» WHAT IS BEING ASKED
Reproduce word for word the lines of the items below, starting with the line that contains "black hockey glove, one line per instance." and going on through the last line of the items, with both ends included.
▼▼▼
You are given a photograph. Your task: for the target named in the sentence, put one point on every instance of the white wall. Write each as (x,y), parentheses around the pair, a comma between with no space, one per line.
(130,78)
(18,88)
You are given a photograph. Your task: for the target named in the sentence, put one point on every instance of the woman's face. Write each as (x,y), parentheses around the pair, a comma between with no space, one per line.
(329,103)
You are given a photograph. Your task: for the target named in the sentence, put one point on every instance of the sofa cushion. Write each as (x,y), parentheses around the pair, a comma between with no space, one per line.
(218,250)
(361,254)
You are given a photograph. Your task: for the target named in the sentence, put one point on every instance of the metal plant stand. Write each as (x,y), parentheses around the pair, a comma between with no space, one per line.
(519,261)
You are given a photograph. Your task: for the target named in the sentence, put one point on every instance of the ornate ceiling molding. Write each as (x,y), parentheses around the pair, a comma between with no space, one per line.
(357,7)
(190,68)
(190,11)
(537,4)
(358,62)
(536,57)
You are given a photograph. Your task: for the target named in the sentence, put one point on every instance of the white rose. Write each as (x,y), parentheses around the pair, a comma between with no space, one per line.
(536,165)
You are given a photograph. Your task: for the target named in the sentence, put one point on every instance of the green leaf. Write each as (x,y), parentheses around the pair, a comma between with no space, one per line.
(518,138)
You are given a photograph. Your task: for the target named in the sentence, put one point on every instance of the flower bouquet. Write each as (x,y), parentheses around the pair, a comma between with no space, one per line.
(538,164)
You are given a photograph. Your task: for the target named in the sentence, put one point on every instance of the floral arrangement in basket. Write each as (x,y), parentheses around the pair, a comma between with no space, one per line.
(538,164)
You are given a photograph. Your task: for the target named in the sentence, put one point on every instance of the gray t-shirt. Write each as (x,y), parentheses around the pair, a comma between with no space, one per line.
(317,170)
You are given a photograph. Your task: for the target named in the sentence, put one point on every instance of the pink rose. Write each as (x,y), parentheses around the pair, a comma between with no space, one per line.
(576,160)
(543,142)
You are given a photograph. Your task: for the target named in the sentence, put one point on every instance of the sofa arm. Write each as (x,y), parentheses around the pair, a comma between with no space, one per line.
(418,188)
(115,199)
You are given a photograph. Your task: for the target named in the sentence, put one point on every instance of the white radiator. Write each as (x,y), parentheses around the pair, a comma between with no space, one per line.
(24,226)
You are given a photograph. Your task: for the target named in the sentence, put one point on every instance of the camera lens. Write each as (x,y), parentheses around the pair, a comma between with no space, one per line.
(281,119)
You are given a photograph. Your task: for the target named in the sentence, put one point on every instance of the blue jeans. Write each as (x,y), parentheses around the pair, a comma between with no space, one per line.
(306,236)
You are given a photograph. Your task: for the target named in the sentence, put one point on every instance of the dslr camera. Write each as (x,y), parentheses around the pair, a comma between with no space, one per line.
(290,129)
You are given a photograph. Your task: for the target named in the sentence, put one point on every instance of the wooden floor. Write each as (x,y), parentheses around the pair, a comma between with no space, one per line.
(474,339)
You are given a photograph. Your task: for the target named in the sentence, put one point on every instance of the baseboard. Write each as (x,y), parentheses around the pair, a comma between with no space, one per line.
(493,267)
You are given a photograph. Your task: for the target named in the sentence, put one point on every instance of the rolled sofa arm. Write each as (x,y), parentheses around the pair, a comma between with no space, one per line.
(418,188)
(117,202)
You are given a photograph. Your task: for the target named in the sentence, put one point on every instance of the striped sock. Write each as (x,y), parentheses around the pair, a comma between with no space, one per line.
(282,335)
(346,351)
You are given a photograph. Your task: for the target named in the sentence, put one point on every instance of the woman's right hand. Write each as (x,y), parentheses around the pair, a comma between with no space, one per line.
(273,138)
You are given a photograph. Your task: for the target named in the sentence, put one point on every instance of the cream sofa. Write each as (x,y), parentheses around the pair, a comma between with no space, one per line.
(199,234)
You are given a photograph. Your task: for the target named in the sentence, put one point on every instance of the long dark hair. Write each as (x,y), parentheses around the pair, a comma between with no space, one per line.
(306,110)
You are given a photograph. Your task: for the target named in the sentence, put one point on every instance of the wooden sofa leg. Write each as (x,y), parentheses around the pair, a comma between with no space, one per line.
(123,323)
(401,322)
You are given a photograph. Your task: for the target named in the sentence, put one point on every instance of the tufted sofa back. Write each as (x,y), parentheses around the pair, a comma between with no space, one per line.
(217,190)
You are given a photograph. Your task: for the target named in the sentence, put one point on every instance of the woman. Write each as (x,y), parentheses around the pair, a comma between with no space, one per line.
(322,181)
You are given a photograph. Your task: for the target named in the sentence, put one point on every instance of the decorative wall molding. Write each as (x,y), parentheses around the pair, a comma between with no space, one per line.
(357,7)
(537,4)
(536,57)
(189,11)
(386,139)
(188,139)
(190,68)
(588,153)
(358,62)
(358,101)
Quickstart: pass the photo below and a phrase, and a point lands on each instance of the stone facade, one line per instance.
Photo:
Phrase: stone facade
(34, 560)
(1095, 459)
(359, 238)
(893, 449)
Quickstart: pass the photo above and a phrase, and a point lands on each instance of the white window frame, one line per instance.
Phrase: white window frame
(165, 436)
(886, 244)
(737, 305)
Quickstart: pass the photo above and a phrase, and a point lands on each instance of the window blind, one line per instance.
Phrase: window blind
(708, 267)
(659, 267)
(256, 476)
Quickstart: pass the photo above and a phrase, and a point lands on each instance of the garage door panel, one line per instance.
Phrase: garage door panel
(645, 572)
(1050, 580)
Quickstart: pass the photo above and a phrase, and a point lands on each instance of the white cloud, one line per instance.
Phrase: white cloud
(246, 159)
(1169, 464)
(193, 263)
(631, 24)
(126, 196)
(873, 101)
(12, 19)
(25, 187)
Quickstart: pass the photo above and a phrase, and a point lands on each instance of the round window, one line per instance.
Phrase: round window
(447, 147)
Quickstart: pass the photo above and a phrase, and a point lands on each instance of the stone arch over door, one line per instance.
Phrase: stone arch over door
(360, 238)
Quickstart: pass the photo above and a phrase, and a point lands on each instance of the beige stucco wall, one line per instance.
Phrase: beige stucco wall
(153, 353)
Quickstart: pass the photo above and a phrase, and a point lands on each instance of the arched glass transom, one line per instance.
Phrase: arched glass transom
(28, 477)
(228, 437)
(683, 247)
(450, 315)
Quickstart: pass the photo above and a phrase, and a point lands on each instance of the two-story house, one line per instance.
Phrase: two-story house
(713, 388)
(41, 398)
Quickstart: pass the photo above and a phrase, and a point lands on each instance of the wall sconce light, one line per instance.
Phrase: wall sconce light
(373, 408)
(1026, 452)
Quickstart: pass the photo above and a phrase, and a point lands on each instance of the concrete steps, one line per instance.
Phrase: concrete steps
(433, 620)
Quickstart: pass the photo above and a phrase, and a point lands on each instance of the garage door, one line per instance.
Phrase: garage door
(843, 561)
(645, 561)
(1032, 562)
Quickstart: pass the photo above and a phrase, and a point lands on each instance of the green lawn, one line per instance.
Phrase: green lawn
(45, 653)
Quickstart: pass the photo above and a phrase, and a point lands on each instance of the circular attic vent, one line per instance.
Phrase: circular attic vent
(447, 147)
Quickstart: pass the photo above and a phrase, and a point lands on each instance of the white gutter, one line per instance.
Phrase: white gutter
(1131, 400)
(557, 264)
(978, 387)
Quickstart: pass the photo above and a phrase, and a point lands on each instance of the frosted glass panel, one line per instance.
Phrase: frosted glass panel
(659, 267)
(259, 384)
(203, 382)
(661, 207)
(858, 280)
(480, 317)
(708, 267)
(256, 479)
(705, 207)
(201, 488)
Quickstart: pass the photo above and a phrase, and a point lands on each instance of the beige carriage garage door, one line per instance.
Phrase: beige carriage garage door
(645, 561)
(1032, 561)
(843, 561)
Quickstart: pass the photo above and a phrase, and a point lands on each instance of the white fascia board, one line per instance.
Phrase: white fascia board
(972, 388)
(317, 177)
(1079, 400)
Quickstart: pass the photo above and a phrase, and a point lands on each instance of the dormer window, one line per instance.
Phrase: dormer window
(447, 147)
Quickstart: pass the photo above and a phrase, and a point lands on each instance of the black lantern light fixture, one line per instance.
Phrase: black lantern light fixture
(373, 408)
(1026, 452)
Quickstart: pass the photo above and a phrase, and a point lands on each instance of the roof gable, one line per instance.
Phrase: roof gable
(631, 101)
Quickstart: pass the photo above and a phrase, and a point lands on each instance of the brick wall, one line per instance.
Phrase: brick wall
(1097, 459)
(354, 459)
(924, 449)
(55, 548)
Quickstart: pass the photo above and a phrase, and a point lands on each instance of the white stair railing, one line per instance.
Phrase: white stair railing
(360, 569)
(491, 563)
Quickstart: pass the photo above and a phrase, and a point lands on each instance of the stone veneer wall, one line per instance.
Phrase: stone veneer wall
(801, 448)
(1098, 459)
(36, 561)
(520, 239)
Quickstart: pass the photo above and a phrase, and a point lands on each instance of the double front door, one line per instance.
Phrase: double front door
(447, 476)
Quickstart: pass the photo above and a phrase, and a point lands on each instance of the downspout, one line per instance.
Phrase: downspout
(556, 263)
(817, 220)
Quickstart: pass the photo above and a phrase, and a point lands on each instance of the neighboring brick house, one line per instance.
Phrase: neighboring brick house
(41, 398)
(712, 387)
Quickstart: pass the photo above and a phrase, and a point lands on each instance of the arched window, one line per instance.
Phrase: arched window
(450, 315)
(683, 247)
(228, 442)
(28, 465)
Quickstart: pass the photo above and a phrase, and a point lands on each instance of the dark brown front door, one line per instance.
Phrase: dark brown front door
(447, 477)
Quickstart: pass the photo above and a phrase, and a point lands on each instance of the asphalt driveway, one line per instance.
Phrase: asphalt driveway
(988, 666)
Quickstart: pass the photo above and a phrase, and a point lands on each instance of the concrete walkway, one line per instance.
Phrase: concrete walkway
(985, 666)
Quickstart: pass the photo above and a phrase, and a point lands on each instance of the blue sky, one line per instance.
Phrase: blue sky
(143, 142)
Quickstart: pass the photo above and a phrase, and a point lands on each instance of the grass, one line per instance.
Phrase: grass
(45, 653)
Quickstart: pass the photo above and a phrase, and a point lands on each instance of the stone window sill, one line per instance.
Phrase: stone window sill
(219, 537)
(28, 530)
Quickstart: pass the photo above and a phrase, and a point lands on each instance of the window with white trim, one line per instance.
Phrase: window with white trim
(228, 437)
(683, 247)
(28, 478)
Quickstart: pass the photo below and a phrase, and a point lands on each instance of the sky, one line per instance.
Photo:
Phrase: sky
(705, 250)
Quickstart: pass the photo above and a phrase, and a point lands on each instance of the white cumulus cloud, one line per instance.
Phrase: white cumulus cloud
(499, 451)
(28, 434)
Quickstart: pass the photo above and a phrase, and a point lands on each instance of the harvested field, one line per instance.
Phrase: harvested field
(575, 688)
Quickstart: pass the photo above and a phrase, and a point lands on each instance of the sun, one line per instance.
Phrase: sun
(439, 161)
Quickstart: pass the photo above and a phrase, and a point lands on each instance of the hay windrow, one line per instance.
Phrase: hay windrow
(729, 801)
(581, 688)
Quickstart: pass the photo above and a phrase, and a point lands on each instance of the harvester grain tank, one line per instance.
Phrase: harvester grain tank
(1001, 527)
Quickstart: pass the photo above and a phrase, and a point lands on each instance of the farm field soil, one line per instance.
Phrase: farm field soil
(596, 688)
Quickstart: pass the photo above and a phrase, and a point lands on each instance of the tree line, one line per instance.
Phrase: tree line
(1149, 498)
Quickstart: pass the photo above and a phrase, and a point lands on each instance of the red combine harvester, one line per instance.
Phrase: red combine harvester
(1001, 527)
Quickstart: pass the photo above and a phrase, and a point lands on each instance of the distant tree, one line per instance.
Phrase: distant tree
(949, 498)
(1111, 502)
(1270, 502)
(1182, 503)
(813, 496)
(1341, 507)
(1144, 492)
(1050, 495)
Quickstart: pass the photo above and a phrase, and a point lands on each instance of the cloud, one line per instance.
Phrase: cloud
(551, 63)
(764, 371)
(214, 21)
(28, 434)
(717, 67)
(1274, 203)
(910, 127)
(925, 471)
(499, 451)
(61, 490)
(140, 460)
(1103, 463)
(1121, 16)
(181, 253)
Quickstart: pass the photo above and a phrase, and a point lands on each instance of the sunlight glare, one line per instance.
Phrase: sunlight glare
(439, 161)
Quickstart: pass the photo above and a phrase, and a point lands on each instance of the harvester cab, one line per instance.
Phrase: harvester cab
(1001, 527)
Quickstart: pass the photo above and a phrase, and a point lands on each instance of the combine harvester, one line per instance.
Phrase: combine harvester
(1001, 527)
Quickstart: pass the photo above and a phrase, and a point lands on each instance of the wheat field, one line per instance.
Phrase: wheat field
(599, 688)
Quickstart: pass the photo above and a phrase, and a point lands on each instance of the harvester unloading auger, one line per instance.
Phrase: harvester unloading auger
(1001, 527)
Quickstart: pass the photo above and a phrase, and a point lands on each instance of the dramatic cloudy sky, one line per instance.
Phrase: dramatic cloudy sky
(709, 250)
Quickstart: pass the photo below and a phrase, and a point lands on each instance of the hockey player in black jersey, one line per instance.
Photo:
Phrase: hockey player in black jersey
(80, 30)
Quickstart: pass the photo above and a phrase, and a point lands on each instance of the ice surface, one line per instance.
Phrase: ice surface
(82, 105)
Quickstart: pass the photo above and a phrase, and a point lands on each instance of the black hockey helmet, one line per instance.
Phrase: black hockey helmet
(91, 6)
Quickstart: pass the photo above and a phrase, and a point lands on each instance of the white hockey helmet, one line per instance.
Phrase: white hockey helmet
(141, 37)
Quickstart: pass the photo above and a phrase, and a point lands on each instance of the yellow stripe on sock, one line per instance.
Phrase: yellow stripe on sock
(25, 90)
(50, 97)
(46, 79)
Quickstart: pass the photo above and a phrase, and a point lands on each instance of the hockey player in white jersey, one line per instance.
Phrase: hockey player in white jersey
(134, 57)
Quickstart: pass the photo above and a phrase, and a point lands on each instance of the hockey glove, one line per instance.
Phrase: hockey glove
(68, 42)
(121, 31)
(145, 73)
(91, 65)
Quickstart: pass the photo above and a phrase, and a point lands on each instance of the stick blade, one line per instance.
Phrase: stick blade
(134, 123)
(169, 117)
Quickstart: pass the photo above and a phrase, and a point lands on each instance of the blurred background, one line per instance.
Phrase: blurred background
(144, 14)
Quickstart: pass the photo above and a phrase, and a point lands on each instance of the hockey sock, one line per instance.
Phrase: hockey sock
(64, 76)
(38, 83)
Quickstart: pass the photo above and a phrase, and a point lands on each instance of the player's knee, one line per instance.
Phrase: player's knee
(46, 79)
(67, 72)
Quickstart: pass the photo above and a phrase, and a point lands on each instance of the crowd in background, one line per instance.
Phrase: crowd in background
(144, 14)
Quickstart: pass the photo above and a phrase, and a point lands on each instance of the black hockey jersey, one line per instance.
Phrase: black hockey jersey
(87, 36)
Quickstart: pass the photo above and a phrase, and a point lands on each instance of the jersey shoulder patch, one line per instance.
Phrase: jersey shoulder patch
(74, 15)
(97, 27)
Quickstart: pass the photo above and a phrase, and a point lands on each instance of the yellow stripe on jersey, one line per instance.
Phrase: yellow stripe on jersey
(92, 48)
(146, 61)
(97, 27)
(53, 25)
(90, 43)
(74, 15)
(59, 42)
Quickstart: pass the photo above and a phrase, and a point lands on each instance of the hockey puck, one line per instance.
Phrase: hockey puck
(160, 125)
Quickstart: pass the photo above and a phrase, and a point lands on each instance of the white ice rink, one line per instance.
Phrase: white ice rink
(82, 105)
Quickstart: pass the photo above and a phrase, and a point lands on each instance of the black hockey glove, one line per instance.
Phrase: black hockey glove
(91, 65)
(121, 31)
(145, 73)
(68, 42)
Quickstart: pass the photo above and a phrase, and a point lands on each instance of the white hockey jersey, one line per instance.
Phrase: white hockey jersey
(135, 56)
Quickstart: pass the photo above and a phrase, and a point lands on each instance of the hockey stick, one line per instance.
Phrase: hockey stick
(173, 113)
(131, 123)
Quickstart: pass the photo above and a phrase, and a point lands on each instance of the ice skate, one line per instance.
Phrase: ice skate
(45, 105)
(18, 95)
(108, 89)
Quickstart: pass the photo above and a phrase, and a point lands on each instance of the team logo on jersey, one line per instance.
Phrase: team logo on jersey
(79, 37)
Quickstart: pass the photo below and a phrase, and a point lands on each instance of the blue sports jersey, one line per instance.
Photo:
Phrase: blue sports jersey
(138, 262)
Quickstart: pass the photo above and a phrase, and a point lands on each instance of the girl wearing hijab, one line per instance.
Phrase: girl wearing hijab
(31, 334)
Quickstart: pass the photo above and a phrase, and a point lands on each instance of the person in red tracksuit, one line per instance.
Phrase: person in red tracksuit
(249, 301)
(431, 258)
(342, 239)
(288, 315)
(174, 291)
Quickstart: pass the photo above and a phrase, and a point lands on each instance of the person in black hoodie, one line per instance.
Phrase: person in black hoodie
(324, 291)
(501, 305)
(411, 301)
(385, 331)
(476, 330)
▲▲▲
» WRITTEN SOLUTION
Quickstart: pass the photo above and a phrase, and a point lands on each instance of the black hockey glove, one line per instance.
Phrase: black hockey glove
(91, 65)
(121, 31)
(145, 73)
(68, 42)
Quickstart: pass the photo above and a phrase, and a point lands on each instance of the white hockey jersey, one line per instance.
Phrase: white hockey jersey
(135, 56)
Quickstart: pass the photo above and a phrase, and a point lands on each instance of the hockey stick, one line per instance.
Phrase: hockey stick
(173, 113)
(131, 123)
Quickstart: pass the photo above and a phrase, and a point lands on each instance of the ice skate, one line per instance.
Phrase: ice skate
(45, 105)
(18, 95)
(108, 89)
Quickstart: pass the photo above and a phrase, and a point lands on each instance of the team logo on jersey, one line per instance.
Phrase: team logo on jersey
(79, 37)
Quickstart: pass the photo below and a phrase, and a point lands on each instance of the blue sports jersey, one line per instance.
Photo:
Phrase: blue sports jersey
(138, 262)
Quickstart: pass the photo above and a phrase, and a point lands on each instance of the girl wearing hijab, one line per instance.
Phrase: girl wearing hijab
(31, 334)
Quickstart: pass the photo above and a phrase, and a point lands on each instance of the person in red tracksuit, one line per instance.
Phrase: person in red tracksuit
(249, 301)
(431, 258)
(342, 239)
(288, 315)
(174, 291)
Quickstart: pass the photo above and a phrase, and a point lands on each instance of the person in black hoodie, one line per instance.
Phrase: person in black hoodie
(324, 291)
(501, 305)
(411, 301)
(385, 331)
(476, 330)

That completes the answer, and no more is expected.